深夜に猛烈に腹が痛くなり、M先生が駆けつけてくれた時には「これでようやく!」と希望を持ったが、NST(子宮の収縮ぐあいと胎児の心拍を測る機械)を見た先生は、「うーん、前駆陣痛に毛が生えたみたいなもんやね」と言い、私は絶望した。
すでにこの時点で、腹をスイカに見立てて棍棒でやたらめったらに殴られるような痛み、あるいは自身がマヨネーズのチューブになって握り潰されるような痛みに悶絶しているのに、本陣痛なんて来たらいったいどうなってしまうのか。死ぬんじゃないか。というかなぜ、人体はこんな仕組みになっているのだろう。なぜ骨盤180度開閉式になっておらず、会陰にはジッパーがついておらず、何十時間も苦しんだあげく交通事故に遭ったレベルのダメージを負わなければ赤ちゃんは出てこないのだろう。私は進化の理不尽を呪った。
人類のお産が苦しくなったのは二足歩行のせいと聞くが(4つ足の生き物は歩いていても赤ちゃんが子宮からこぼれ落ちる心配がないため産道が開きやすく、人間ほどは苦しくないらしい)、人類が二足歩行をはじめてから700万年、いい加減、人体のほうがその進化に追いついてもおかしくないではないか。
━━━━━━━━
作業指示
陣痛の体験をつづった課題文を、最後の一文のあとから書き継ぐこと。

収集データ
━━━━━━━━
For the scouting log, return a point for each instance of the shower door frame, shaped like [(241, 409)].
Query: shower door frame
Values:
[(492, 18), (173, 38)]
━━━━━━━━
解答欄
話はそれるが、痛みといえば私が陣痛と並んで恐れていたことの1つに「会陰裂傷」があった。会陰裂傷というのは、赤ちゃんの頭が膣を通り抜ける際に会陰がビリビリに破けて損傷してしまうことだ。
ひどい時には腸まで裂けてしまい、そうなると緊急手術は避けられない。そのため病院では分娩直前にハサミで切るのが通例だが、あらかじめ会陰を柔らかくしてよく伸びるようにしておけば切らずに済む場合もあるらしく、そのためクリニックや助産院では「臨月が近くなったら会陰マッサージをして柔軟性を高めるように」と指導されるのだった。
試しにマッサージしようとするも、腹が邪魔して手が届かない。